_To be done_: Locate each line in the entries that contains the word "dark" and copy those lines.

_Source data_:
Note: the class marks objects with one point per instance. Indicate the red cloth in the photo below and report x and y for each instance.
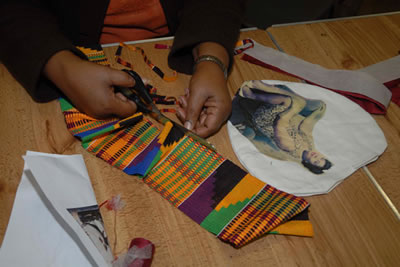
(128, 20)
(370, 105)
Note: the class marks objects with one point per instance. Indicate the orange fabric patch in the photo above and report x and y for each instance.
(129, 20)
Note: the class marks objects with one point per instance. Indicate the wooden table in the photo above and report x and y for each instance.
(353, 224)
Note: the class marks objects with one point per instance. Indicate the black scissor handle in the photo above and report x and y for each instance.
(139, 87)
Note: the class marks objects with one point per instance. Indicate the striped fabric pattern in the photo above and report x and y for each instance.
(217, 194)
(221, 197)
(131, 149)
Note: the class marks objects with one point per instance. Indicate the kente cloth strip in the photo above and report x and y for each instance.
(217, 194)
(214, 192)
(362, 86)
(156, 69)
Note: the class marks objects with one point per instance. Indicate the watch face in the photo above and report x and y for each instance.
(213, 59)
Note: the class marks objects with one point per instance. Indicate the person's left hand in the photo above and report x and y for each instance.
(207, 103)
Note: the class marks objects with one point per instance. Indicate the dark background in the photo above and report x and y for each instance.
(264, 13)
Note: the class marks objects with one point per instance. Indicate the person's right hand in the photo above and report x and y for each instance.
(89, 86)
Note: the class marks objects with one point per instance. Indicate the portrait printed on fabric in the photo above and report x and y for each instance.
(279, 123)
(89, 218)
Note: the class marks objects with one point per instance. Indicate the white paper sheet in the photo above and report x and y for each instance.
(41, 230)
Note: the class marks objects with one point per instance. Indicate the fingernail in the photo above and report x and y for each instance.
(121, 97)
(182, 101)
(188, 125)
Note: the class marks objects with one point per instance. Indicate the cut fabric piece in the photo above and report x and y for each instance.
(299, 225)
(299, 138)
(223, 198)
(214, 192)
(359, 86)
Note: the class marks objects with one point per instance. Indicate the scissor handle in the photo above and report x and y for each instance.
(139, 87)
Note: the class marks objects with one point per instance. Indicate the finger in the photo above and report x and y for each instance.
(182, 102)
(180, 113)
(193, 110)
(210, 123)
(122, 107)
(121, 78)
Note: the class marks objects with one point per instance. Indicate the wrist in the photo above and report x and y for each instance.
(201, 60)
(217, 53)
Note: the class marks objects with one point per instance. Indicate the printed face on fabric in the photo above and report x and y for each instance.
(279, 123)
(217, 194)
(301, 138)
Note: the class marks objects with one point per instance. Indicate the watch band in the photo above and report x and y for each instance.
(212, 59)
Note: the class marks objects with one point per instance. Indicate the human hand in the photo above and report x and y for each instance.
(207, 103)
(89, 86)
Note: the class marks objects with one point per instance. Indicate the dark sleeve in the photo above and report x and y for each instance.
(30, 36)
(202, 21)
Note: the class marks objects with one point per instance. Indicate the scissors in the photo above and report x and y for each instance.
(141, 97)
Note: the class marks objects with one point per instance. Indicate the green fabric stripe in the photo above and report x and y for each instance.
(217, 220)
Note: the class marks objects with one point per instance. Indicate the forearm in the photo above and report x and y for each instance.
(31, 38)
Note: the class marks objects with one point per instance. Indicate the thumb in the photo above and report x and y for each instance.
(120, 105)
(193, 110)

==

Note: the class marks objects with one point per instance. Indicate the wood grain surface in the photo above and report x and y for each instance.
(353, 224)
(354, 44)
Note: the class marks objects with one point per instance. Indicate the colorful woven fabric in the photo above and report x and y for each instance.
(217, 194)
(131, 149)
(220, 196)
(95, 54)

--

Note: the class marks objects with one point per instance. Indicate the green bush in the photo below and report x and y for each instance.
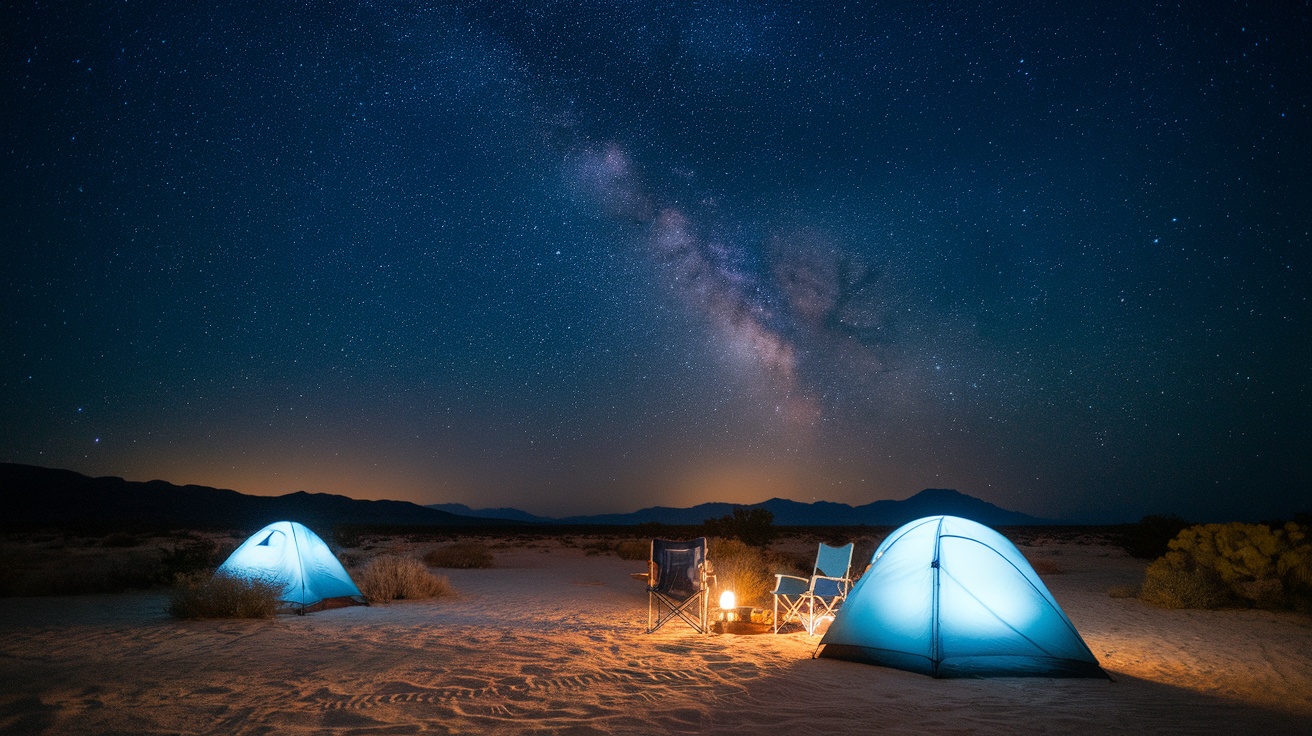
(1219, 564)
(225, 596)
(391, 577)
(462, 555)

_Answer for the task_:
Note: the class marks objects with one point per instance. Indicate the dark background in the photo above and report x and y for each instance.
Note: the class marks objects with one point per instance. Indicate the dark sleeve in the photo above and report x and y for each instance.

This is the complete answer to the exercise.